Teen green maker

While much of the grass at Chambers Bay is turning brown this week, in at least one South Hill backyard it’s always green.

That’s where you’re likely to find 16-year-old Joshua Lackey golfing on his own synthetic putting green. But that’s only when’s he not playing in a junior golf tournament, practicing with the Rogers High School golf team or gardening.

Inspired by the U.S. Open, Joshua recently combined all of his interests and gave a series of public seminars on installing backyard putting greens.


Golf consumes the home that Joshua shares with parents Chad and Lauri on a quiet suburban street. The family has a busy schedule frequent flying throughout the U.S. so Joshua can play in golf tournaments.

Shortly after he wrapped up a March 19 putting green seminar at the Lakewood Library, Joshua and his parents were on a red-eye to Tampa, Florida, for a junior tournament. In May, Joshua competed in the Washington Open and last year competed in the Northwest Open.

--

→ **To be done**:
1) Answer these questions from the article:
(a) How old is Joshua Lackey?
(b) Where did Joshua give his March 19 putting green seminar?
(c) Which tournament did Joshua compete in this May?
2) Reproduce the point labeling rows below verbatim, every line included.

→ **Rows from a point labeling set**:
--

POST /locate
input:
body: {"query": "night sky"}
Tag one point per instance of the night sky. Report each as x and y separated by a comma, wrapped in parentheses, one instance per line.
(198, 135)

--

→ **Task responses**:
1)
(a) 16
(b) The Lakewood Library
(c) The Washington Open

2)
POST /locate
input:
body: {"query": "night sky"}
Tag one point per instance of the night sky. Report each as x and y separated by a comma, wrapped in parentheses, one instance per line.
(198, 135)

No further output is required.